- Objective:
Lay out the lines below as a JSON list of strings, with one string for each line and no blank lines. Leave the pictures out of your answer.

- Source material:
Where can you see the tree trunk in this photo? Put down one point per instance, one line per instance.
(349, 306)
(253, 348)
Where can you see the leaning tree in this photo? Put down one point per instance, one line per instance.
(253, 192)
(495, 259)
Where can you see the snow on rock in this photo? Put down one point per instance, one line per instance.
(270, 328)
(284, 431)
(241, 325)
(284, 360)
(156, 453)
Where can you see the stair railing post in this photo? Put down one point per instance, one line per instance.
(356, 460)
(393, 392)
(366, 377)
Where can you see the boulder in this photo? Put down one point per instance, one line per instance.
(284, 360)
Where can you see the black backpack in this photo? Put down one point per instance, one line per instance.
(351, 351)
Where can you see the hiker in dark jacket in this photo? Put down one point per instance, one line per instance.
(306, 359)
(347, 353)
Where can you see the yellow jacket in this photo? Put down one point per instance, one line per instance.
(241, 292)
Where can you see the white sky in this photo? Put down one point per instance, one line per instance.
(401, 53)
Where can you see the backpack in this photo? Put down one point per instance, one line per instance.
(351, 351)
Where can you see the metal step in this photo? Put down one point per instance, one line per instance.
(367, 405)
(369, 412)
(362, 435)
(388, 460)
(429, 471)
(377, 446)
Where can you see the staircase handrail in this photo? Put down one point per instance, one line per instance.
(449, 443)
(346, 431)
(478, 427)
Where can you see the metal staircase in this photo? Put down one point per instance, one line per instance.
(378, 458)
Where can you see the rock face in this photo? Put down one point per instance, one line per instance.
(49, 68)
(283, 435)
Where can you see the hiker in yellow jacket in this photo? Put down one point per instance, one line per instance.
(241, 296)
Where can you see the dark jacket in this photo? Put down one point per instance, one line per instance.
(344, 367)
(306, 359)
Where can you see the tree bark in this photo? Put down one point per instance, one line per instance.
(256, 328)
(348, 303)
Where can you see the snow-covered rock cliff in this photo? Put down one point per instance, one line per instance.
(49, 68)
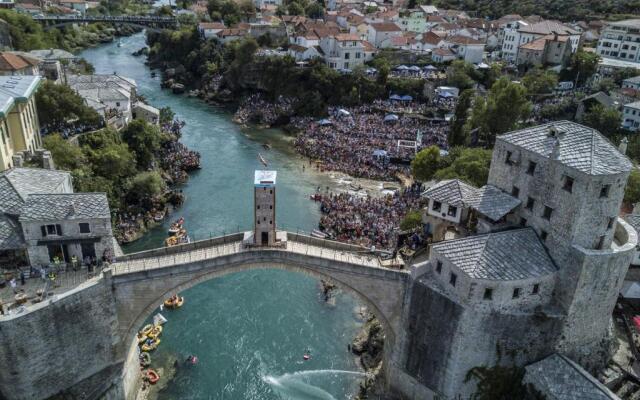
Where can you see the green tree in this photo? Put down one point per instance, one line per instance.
(425, 164)
(144, 140)
(458, 132)
(584, 65)
(459, 74)
(166, 115)
(58, 104)
(632, 191)
(505, 106)
(295, 8)
(471, 166)
(606, 120)
(65, 155)
(145, 186)
(411, 221)
(538, 81)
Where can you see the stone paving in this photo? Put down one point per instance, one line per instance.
(366, 260)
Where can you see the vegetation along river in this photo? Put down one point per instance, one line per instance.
(248, 329)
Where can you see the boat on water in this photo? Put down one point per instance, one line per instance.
(262, 160)
(174, 302)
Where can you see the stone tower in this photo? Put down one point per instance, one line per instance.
(571, 182)
(264, 208)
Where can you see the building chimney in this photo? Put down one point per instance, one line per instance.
(623, 145)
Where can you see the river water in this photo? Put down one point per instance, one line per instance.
(249, 329)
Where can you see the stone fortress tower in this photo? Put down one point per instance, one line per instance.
(537, 261)
(265, 208)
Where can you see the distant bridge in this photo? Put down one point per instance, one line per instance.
(141, 281)
(52, 21)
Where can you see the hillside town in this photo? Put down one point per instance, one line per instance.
(488, 159)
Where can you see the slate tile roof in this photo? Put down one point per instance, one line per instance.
(559, 378)
(50, 207)
(10, 234)
(508, 255)
(488, 200)
(26, 181)
(582, 148)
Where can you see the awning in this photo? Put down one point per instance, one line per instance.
(391, 117)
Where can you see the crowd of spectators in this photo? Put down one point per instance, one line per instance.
(364, 143)
(368, 221)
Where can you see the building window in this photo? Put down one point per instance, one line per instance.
(508, 160)
(600, 245)
(530, 203)
(568, 184)
(84, 227)
(531, 168)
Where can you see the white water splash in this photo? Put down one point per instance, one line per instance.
(291, 385)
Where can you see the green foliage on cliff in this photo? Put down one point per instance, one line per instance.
(567, 9)
(58, 104)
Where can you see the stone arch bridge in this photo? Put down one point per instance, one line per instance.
(141, 281)
(149, 22)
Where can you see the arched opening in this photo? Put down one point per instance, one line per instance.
(286, 316)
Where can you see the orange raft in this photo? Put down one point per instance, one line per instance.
(152, 376)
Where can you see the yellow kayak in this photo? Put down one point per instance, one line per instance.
(170, 303)
(147, 328)
(150, 347)
(155, 332)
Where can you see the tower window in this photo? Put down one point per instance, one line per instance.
(531, 168)
(530, 203)
(568, 184)
(508, 160)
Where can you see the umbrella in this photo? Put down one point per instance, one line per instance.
(391, 117)
(379, 153)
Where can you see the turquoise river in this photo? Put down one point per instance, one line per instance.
(248, 329)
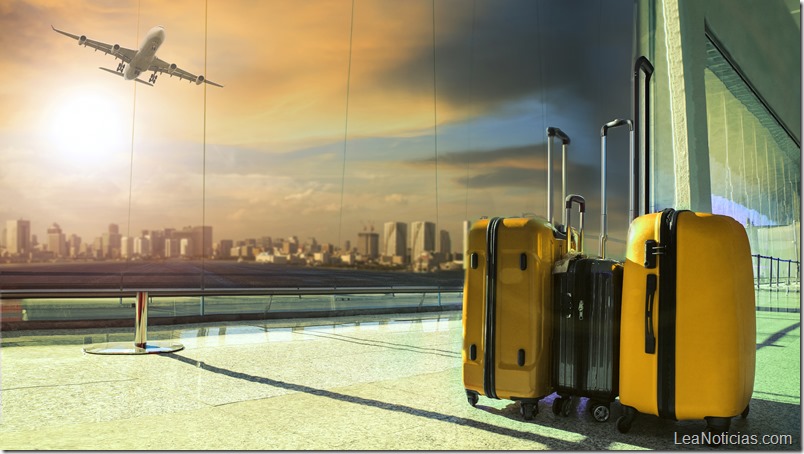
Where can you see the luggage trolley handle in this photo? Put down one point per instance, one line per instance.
(565, 140)
(631, 181)
(581, 209)
(642, 65)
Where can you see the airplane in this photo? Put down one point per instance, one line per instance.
(141, 60)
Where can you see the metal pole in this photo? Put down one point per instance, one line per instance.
(141, 345)
(549, 176)
(770, 280)
(141, 320)
(758, 270)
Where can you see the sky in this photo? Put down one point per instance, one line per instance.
(335, 115)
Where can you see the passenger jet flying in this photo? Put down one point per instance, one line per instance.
(141, 60)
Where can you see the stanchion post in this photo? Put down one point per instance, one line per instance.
(141, 345)
(141, 320)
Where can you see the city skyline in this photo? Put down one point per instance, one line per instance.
(330, 118)
(22, 233)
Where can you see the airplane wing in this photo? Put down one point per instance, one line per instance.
(115, 50)
(171, 69)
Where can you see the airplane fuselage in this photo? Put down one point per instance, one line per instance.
(146, 53)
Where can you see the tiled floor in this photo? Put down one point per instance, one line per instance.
(380, 383)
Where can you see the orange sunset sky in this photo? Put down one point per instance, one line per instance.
(441, 126)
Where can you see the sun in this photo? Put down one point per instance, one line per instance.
(86, 126)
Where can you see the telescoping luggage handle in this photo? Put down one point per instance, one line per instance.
(565, 140)
(631, 184)
(581, 209)
(642, 65)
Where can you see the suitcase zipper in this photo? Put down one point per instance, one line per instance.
(666, 382)
(489, 364)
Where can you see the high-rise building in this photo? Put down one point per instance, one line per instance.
(395, 239)
(225, 248)
(368, 244)
(18, 237)
(202, 241)
(56, 241)
(127, 247)
(111, 242)
(142, 246)
(445, 244)
(422, 238)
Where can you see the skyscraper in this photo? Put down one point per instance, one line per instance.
(422, 238)
(395, 239)
(445, 244)
(18, 237)
(368, 244)
(56, 241)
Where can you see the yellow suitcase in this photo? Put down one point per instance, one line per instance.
(507, 302)
(688, 327)
(506, 310)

- Complete answer:
[
  "Where can you see the tree trunk in this photo? Put down one point per instance, one line per instance.",
  "(349, 306)",
  "(253, 348)",
  "Where can you see the leaning tree in this photo? Put down one point per instance, one line per instance.",
  "(253, 192)",
  "(495, 259)",
  "Where can you see the snow on rock in this photo? Put down one point per instance, one line per instance.",
  "(270, 328)",
  "(284, 431)",
  "(241, 325)",
  "(284, 360)",
  "(156, 453)",
  "Where can you see the stair railing post in this photo? Put down one point per instance, one line per instance.",
  "(356, 460)",
  "(393, 392)",
  "(366, 377)",
  "Where can you see the boulder in this photo? Put down one point per instance, one line per instance.",
  "(284, 360)",
  "Where can you see the black backpack in this photo? Put down one point per instance, one line per instance.",
  "(351, 351)",
  "Where can you see the hiker in dark jacket in this photo? Put down one point per instance, one line per instance.",
  "(306, 359)",
  "(347, 353)",
  "Where can you see the yellow jacket in this photo? Put down one point per instance, one line per instance.",
  "(241, 292)",
  "Where can you see the white sky in this photo? Put down one point per instance, one line per instance.",
  "(401, 53)",
  "Where can you see the backpack in this photo? Put down one point per instance, one line per instance.",
  "(351, 351)",
  "Where can you see the metal step in this photo? Put down one point per instance, one line per instance.",
  "(367, 405)",
  "(369, 412)",
  "(362, 435)",
  "(388, 460)",
  "(429, 471)",
  "(377, 446)",
  "Where can you see the staircase handrail in this photo? Put down one point per instance, one line per instance.",
  "(449, 443)",
  "(346, 431)",
  "(478, 427)",
  "Where can you see the metal staircase in this photo? Put down one point per instance, one line per instance.",
  "(378, 458)",
  "Where can you see the rock face in this photo? Put down one point per instance, one line per instance.",
  "(49, 68)",
  "(283, 435)",
  "Where can you see the hiker in yellow jacket in this photo? Put down one point per instance, one line per instance.",
  "(241, 296)",
  "Where can you see the dark jacket in this photo? Put down one point per instance, one line per instance.",
  "(344, 367)",
  "(306, 359)",
  "Where can you see the tree bark in this photo? Put down one point per instance, one line per instance.",
  "(256, 328)",
  "(348, 303)",
  "Where can you see the snow-covered rock cliff in this photo? Put down one point per instance, one line per instance.",
  "(49, 68)",
  "Where can you see the green tree in this photo? Put down one point per instance, one line per instance.",
  "(425, 164)",
  "(144, 140)",
  "(458, 132)",
  "(584, 65)",
  "(459, 74)",
  "(166, 115)",
  "(58, 104)",
  "(632, 191)",
  "(505, 106)",
  "(295, 8)",
  "(471, 166)",
  "(606, 120)",
  "(65, 155)",
  "(145, 186)",
  "(411, 221)",
  "(538, 81)",
  "Where can you see the stone paving in this photo? Put down one point per instance, one line per instance.",
  "(366, 260)",
  "Where can you see the vegetation along river in this photo? Put down one point per instance, one line per instance.",
  "(248, 329)",
  "Where can you see the boat on water in this photo? Put down one point per instance, one line per instance.",
  "(262, 160)",
  "(174, 302)",
  "Where can you see the stone tower in this photo? Put down one point per instance, one line per instance.",
  "(571, 182)",
  "(264, 208)",
  "Where can you see the building chimney in this photo? Put down one point per instance, one line per instance.",
  "(623, 145)",
  "Where can you see the river water in this photo? Put down one point per instance, one line per instance.",
  "(249, 329)",
  "Where can you see the stone fortress tower in this photo? Put down one point per instance, one line per instance.",
  "(537, 261)",
  "(265, 208)",
  "Where can you see the distant bridge in this photo? Put down one point per instance, one line per instance.",
  "(141, 281)",
  "(52, 21)",
  "Where can you see the hillside town in this photo? Put down one point per instance, one line per instance.",
  "(488, 159)",
  "Where can you see the slate tile roof in this photo? Put down one point per instance, one line per instance.",
  "(559, 378)",
  "(50, 207)",
  "(10, 234)",
  "(508, 255)",
  "(488, 200)",
  "(26, 181)",
  "(582, 148)",
  "Where can you see the awning in this photo? Put down one point per instance, one line per instance.",
  "(391, 117)",
  "Where can you see the crowd of spectators in this photo? Put down one point per instance, one line per instance.",
  "(364, 143)",
  "(368, 221)",
  "Where can you see the building window in this photo? Put down one point per instance, one line per instance.",
  "(508, 160)",
  "(600, 245)",
  "(530, 203)",
  "(568, 184)",
  "(84, 227)",
  "(531, 168)",
  "Where can you see the white water splash in this photo? Put down one point per instance, one line per instance.",
  "(291, 385)",
  "Where can you see the green foliage on cliff in this photo? Put down one point per instance, one line per instance.",
  "(567, 9)",
  "(58, 104)",
  "Where can you see the stone arch bridge in this photo? Put down one point per instance, one line per instance.",
  "(141, 281)",
  "(149, 22)",
  "Where can you see the arched opening in this photo? Put down one point per instance, one line per instance.",
  "(286, 316)",
  "Where can you see the orange raft in this photo? Put down one point per instance, one line per instance.",
  "(152, 376)",
  "Where can you see the yellow kayak in this photo? Put down one point per instance, one line per instance.",
  "(170, 303)",
  "(147, 328)",
  "(150, 347)",
  "(155, 332)",
  "Where can you see the tower window in this photo? Put down one point per instance, one line per instance.",
  "(531, 168)",
  "(530, 203)",
  "(568, 184)",
  "(508, 160)",
  "Where can you see the umbrella in this photo? Put down one point per instance, one line per instance.",
  "(391, 117)",
  "(379, 153)",
  "Where can you see the turquoise river in this photo? Put down one point per instance, one line per instance.",
  "(248, 329)",
  "Where can you see the luggage trolley handle in this photo? Put down one point per instance, one line per instance.",
  "(565, 140)",
  "(631, 181)",
  "(581, 209)",
  "(642, 65)",
  "Where can you see the airplane in this photo? Put down one point per instance, one line per instance.",
  "(141, 60)",
  "Where can you see the metal pole in this photo? Put down one point per instance, one line per instance.",
  "(141, 345)",
  "(549, 176)",
  "(770, 280)",
  "(141, 320)",
  "(758, 270)",
  "Where can you see the sky in this photo? Put down one point per instance, one line per instance.",
  "(335, 115)",
  "Where can you see the passenger jet flying in this photo? Put down one point per instance, one line per instance.",
  "(141, 60)",
  "Where can you see the stanchion post in this photo? Put down one point per instance, one line per instance.",
  "(141, 345)",
  "(141, 320)",
  "Where can you see the city skyline in this photo? Put down one point per instance, one line per instance.",
  "(330, 118)",
  "(22, 233)",
  "Where can you see the airplane wing in this photo? Put down one point per instance, one line per instance.",
  "(115, 50)",
  "(171, 69)",
  "Where can you see the airplane fuselage in this photo? Put down one point per instance, one line per instance.",
  "(146, 53)",
  "Where can you see the tiled floor in this photo? Put down one point per instance, one line per instance.",
  "(380, 383)",
  "Where can you see the orange sunset sky in this photo? Put down one point per instance, one line per instance.",
  "(441, 126)",
  "Where can you see the sun in this photo? Put down one point per instance, one line per instance.",
  "(86, 126)",
  "Where can you see the telescoping luggage handle in this photo? Put down one point per instance, one line per instance.",
  "(565, 140)",
  "(631, 184)",
  "(581, 209)",
  "(642, 65)",
  "Where can you see the suitcase zipper in this photo? Put down one point per instance, one line per instance.",
  "(666, 382)",
  "(489, 364)",
  "Where can you see the high-rise building in this photo? Put down one point per instance, one line per instance.",
  "(395, 239)",
  "(225, 248)",
  "(368, 244)",
  "(18, 237)",
  "(202, 241)",
  "(56, 241)",
  "(127, 247)",
  "(111, 242)",
  "(142, 246)",
  "(445, 244)",
  "(422, 238)",
  "Where can you see the skyscraper in this photo? Put down one point per instance, one line per instance.",
  "(422, 238)",
  "(395, 239)",
  "(445, 244)",
  "(18, 237)",
  "(368, 244)",
  "(56, 241)",
  "Where can you see the yellow suitcase in this photo? Put down one point per instance, one line per instance.",
  "(507, 302)",
  "(688, 327)",
  "(506, 310)"
]